(Location identification entries)
______________________________
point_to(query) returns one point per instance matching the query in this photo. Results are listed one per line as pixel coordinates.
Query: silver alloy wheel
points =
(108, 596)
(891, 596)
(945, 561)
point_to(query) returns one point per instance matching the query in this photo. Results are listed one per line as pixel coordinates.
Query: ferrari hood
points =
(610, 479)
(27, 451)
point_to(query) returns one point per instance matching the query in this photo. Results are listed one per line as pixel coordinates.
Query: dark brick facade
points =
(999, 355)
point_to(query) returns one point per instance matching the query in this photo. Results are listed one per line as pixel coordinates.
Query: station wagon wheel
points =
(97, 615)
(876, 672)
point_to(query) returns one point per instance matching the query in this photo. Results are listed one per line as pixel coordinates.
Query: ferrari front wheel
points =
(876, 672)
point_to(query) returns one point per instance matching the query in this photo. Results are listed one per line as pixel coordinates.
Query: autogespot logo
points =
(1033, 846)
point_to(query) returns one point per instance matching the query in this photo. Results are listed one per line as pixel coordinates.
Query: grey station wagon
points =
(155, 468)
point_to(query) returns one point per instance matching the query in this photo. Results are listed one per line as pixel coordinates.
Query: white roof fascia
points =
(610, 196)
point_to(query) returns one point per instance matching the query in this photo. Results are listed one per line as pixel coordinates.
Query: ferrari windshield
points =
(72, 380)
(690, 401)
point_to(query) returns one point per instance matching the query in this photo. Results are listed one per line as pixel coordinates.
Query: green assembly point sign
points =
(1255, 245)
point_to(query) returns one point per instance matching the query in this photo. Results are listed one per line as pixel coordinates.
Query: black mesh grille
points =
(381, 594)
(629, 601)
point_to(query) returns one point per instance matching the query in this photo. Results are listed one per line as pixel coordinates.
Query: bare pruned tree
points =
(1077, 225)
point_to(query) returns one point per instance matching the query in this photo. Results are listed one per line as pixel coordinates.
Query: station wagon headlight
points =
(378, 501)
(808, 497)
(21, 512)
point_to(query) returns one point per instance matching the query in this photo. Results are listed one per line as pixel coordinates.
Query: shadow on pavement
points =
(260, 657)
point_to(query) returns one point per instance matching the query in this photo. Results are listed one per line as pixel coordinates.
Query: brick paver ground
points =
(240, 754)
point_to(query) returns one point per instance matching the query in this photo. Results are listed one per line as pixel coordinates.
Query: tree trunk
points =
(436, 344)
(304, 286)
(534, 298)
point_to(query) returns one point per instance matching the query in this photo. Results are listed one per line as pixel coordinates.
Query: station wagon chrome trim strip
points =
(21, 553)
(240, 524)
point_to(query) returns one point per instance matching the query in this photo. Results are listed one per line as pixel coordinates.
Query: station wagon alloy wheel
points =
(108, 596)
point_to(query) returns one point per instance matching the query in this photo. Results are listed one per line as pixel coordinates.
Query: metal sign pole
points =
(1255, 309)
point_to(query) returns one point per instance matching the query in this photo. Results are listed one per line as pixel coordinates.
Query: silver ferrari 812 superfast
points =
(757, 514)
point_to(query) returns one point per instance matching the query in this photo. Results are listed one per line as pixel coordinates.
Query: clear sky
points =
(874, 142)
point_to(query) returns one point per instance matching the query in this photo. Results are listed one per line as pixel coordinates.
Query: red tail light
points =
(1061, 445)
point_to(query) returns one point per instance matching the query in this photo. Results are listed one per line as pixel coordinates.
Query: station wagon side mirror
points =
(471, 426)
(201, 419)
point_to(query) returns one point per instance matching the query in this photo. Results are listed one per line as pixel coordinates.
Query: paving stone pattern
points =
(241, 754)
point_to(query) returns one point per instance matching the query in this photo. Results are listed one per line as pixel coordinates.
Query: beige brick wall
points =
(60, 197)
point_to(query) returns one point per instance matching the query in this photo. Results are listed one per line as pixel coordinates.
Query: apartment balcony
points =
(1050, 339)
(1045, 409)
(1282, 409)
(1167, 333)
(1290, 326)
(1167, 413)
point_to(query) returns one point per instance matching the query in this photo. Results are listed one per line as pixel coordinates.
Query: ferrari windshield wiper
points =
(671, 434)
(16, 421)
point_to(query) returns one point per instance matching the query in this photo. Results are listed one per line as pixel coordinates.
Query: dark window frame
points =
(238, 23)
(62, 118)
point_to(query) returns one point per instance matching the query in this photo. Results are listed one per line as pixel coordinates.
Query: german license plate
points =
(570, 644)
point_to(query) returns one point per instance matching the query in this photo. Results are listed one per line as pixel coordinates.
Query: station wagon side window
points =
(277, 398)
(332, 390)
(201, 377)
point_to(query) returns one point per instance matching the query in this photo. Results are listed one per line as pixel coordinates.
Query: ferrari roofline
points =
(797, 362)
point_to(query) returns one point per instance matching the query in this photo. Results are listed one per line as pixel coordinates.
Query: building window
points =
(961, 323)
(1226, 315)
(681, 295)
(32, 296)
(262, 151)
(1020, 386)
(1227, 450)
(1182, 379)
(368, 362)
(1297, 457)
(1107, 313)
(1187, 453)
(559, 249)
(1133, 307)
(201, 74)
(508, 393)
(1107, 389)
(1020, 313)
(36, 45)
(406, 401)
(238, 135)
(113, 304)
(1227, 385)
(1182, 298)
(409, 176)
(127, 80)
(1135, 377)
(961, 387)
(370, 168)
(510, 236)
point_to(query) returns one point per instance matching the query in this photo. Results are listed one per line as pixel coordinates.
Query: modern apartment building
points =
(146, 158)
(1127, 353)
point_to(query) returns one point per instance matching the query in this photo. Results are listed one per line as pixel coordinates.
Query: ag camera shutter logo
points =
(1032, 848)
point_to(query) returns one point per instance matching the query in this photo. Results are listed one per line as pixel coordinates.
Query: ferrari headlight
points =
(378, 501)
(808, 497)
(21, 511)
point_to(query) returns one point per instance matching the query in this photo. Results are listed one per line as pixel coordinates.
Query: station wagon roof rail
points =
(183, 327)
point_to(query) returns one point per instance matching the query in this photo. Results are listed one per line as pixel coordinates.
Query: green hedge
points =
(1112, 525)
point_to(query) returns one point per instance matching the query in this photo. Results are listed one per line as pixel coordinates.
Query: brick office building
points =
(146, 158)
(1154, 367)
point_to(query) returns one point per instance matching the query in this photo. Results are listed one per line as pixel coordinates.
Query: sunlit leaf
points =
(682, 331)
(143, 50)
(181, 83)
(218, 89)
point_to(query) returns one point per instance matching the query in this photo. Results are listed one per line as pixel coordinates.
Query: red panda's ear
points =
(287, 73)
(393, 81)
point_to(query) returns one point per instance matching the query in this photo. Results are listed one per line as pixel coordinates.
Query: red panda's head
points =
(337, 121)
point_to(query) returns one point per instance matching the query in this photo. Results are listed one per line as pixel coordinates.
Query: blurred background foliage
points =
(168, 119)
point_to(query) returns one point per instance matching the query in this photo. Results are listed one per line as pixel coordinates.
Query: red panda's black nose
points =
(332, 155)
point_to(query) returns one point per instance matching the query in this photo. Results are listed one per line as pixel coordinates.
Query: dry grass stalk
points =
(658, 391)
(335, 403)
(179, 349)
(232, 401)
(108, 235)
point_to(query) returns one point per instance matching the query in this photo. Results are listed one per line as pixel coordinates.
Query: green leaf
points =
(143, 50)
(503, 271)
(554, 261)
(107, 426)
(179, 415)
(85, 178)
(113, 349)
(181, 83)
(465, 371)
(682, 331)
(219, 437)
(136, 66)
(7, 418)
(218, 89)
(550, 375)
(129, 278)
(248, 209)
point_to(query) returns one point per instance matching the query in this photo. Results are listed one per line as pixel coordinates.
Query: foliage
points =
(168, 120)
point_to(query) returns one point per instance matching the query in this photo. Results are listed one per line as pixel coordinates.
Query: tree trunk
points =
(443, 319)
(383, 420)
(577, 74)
______________________________
#### Exercise:
From the data above, please pick out every line that contains the word "alloy" and copy each one in full.

#### Output below:
Query: silver alloy wheel
Query: station wagon alloy wheel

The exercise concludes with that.